Find the line that contains "the white dress"; then retype it and each line after it, exactly, through the final line of the data below.

--- begin AVAILABLE RECORDS ---

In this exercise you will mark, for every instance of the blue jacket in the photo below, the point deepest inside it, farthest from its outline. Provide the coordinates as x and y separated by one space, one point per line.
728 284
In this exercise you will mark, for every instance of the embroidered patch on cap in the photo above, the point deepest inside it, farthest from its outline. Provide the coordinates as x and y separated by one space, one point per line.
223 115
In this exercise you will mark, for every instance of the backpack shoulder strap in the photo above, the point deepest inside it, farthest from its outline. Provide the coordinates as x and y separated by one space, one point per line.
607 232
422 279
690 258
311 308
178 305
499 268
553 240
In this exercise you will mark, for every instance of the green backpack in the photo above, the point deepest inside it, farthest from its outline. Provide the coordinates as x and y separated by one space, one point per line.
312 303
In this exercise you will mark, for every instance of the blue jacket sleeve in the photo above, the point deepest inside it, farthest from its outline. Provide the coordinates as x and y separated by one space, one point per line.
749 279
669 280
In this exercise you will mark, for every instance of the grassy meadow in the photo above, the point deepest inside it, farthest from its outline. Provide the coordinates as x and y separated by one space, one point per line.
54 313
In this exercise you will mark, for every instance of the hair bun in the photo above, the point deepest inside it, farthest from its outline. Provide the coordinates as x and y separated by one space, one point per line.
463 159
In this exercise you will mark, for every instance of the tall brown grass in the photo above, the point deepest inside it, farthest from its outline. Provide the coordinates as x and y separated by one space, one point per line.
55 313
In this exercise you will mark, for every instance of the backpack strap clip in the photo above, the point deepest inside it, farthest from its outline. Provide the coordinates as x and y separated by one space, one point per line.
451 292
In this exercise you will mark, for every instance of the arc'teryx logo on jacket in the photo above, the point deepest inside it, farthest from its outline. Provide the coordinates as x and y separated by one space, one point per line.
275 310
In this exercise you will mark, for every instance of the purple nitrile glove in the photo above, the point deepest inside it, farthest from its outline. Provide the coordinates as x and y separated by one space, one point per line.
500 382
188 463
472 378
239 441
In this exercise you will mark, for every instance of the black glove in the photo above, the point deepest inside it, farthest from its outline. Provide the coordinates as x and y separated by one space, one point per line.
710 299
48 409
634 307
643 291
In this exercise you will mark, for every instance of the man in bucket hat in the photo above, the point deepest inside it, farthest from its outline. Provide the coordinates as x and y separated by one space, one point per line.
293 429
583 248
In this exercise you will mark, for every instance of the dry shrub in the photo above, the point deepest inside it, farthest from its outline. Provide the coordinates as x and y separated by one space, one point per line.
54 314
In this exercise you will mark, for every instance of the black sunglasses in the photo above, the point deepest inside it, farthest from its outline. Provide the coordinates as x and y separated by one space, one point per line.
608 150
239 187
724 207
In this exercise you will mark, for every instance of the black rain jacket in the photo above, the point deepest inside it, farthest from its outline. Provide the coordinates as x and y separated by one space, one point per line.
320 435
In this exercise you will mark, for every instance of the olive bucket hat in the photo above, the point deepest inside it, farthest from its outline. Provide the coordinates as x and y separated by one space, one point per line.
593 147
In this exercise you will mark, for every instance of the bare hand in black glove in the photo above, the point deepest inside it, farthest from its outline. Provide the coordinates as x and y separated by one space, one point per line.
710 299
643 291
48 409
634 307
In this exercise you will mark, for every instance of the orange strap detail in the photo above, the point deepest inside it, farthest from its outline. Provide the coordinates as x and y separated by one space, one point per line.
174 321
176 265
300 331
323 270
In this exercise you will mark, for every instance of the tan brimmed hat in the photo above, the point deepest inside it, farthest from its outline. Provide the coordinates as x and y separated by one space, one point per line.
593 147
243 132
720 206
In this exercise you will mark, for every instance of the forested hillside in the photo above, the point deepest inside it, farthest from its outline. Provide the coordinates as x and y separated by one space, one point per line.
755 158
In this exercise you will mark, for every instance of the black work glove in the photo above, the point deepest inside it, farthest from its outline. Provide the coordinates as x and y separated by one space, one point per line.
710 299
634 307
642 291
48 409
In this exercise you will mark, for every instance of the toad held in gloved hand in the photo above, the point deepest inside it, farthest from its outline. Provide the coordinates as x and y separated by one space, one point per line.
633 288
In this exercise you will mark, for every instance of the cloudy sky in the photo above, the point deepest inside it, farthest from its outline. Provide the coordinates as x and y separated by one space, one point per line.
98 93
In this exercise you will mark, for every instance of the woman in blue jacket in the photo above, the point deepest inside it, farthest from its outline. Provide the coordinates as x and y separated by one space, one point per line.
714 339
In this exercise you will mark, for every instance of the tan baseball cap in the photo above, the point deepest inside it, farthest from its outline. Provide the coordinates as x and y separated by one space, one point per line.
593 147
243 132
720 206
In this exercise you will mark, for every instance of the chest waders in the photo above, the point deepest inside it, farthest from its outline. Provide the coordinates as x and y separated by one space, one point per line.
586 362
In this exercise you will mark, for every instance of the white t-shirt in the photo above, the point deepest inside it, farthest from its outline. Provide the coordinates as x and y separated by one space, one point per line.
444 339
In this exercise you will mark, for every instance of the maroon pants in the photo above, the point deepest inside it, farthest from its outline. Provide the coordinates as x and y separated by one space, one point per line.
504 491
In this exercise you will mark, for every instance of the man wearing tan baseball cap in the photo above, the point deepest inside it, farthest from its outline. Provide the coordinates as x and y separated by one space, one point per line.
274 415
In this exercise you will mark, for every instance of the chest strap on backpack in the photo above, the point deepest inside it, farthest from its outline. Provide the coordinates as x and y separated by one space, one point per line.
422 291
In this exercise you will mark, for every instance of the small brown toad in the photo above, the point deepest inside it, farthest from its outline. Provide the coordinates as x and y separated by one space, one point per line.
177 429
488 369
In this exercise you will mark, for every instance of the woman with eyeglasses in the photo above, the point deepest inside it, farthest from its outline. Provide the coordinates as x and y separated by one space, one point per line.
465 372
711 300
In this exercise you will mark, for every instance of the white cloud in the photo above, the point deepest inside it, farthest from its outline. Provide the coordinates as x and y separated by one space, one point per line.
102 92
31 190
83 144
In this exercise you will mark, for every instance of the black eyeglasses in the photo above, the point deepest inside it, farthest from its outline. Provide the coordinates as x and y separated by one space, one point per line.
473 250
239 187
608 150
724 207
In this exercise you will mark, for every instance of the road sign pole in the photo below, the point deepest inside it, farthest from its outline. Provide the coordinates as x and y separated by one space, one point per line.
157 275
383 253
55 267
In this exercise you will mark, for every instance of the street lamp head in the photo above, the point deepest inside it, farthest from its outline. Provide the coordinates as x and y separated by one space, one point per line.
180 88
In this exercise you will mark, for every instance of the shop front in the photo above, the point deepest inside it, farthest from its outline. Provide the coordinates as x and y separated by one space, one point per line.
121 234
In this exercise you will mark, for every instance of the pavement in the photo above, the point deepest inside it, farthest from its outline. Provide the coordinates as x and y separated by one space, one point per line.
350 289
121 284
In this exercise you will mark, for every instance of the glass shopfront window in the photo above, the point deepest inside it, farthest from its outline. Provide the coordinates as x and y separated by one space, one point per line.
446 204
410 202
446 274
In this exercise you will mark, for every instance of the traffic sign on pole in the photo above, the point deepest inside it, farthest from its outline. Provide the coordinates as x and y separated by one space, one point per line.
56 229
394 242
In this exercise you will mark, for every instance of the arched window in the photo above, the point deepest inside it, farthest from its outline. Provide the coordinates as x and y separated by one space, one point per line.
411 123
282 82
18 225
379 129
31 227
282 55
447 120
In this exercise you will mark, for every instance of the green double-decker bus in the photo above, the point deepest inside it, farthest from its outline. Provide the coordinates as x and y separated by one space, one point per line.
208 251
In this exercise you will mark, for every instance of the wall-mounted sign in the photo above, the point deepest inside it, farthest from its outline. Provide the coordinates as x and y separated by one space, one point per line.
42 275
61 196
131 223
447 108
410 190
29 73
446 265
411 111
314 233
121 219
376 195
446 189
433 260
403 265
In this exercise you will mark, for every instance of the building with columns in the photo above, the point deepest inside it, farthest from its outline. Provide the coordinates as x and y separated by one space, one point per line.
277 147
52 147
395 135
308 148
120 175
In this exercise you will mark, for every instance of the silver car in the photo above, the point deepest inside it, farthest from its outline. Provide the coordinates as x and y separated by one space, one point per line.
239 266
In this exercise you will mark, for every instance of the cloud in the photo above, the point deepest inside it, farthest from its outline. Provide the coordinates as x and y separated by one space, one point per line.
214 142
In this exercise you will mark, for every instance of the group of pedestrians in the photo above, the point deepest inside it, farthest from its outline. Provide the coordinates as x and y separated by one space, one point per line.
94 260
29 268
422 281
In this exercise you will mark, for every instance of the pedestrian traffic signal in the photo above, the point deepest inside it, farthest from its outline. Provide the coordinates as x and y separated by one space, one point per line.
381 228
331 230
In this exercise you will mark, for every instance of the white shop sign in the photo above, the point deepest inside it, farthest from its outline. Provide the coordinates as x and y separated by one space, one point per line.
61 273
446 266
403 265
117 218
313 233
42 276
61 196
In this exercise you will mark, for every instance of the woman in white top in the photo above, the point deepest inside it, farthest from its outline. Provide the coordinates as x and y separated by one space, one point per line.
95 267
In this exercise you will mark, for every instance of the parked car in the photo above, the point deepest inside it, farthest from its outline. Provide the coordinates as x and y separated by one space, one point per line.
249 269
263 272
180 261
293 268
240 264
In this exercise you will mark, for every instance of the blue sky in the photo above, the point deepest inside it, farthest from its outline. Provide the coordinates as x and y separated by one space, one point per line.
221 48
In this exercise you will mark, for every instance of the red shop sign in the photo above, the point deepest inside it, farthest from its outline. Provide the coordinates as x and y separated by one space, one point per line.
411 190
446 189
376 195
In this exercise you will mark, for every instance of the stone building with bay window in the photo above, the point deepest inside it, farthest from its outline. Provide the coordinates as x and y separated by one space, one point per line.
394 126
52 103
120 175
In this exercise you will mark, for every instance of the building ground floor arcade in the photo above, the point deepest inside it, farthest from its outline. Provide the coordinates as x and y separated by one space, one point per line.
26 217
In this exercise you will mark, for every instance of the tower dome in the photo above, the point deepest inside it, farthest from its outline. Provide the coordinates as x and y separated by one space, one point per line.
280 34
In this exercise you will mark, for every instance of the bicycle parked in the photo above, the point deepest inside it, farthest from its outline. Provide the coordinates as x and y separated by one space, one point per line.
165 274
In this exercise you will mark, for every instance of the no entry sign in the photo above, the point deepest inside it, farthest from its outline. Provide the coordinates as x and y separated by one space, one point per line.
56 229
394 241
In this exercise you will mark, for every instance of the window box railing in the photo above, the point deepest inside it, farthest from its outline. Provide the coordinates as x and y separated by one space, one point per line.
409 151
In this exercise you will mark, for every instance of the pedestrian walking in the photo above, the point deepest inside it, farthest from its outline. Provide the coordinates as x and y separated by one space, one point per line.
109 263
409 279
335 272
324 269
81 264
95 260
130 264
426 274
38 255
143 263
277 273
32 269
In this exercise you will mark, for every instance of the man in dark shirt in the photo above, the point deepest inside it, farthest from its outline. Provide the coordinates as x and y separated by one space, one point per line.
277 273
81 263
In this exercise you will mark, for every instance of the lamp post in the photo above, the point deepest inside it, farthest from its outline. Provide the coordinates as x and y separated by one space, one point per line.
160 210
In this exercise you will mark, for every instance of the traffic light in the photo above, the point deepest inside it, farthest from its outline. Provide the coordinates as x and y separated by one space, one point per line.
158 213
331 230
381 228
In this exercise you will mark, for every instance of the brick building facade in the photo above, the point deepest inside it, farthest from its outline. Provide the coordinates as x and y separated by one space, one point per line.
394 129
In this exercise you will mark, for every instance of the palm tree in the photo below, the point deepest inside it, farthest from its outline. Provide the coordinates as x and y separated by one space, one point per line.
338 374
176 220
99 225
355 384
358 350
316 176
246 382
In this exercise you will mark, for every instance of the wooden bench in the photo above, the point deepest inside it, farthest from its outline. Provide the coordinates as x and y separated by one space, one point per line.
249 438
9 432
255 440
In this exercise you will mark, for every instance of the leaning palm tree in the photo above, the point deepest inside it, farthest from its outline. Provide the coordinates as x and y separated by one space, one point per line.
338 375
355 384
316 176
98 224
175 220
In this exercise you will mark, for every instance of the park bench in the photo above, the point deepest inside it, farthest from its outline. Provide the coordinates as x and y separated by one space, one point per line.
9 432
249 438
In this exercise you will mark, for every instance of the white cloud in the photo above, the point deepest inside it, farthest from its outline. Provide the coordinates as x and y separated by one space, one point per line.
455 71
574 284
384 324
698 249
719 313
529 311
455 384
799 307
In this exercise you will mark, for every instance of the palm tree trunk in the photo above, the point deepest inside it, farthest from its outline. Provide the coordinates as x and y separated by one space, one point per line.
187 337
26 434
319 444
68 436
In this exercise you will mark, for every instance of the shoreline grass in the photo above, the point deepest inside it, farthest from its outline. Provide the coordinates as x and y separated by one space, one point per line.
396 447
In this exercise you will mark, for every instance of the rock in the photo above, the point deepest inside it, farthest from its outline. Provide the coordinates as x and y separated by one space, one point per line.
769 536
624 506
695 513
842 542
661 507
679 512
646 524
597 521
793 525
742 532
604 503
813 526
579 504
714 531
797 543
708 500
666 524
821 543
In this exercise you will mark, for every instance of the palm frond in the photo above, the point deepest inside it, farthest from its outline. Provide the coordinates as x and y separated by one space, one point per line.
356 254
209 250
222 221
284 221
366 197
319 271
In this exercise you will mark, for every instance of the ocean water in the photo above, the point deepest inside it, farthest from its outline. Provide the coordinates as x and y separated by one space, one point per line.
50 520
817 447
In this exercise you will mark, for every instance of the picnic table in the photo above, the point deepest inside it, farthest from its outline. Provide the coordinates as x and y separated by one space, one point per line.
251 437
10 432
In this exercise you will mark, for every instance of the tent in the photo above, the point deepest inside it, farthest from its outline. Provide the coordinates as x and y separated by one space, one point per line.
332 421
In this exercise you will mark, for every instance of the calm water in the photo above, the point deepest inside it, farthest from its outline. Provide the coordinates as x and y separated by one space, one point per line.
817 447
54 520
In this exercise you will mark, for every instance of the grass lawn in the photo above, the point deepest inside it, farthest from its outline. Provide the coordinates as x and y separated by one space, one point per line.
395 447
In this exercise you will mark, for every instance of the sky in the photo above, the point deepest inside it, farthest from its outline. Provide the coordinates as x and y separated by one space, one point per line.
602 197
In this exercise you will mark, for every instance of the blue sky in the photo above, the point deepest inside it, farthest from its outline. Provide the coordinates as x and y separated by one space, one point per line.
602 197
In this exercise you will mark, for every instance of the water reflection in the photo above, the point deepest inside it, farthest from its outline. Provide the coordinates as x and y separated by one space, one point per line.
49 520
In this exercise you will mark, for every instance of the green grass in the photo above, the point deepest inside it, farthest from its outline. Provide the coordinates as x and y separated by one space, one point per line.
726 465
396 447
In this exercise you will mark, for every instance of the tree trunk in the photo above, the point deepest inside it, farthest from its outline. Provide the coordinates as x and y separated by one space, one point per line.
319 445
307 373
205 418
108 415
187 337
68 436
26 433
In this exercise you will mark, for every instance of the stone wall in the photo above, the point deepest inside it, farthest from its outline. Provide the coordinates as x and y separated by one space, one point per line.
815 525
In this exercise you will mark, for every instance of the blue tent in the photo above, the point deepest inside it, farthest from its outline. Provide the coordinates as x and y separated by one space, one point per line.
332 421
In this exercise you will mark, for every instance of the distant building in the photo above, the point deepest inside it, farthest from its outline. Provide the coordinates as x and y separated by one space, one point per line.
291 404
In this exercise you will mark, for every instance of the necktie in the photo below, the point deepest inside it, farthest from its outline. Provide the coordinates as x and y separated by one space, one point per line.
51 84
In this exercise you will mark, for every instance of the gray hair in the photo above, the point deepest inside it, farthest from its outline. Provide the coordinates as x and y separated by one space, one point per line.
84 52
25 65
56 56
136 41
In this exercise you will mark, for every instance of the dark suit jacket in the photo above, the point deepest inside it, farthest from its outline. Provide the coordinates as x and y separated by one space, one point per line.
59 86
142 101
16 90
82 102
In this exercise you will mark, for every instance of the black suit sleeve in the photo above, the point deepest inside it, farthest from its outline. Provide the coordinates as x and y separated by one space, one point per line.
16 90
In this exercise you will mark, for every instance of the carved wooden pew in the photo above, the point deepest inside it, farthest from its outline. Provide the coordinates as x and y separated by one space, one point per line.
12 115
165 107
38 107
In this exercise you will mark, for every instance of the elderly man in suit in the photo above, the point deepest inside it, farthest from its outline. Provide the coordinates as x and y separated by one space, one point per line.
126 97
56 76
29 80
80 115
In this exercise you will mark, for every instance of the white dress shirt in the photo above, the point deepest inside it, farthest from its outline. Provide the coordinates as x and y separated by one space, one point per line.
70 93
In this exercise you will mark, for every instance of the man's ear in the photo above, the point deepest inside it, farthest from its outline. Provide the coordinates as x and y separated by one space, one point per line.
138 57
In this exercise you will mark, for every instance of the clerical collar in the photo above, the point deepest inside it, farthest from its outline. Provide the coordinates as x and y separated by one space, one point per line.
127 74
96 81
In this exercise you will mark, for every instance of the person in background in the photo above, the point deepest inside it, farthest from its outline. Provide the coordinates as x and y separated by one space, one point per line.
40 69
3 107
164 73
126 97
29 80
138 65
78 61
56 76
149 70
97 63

--- end AVAILABLE RECORDS ---

> EXERCISE RESPONSE:
In this exercise you will mark, for every instance of the white dress shirt in the photo above, the point deepest inside it, farthest from its outline. Provide the coordinates as x and y separated by one space, one point per line.
70 93
In this exercise you will mark, for every instance of the man's ear in the photo above, the point deepest inside it, farthest from its outline. Provide the coordinates as x and y separated by one space, one point per line.
138 57
In this exercise you will mark, for every instance of the clerical collar in the photo above, the point deepest inside it, farthest from its outline. Provide the coordinates as x and y separated by one space, one point per line.
127 74
96 81
In this exercise you will mark, for every instance of the person in background in the photo above, the point deepest inside it, farthest from its outline. Provide the coordinates as x and y separated by one space, one point per line.
40 69
3 107
164 73
126 97
29 80
138 65
78 61
56 76
149 70
97 63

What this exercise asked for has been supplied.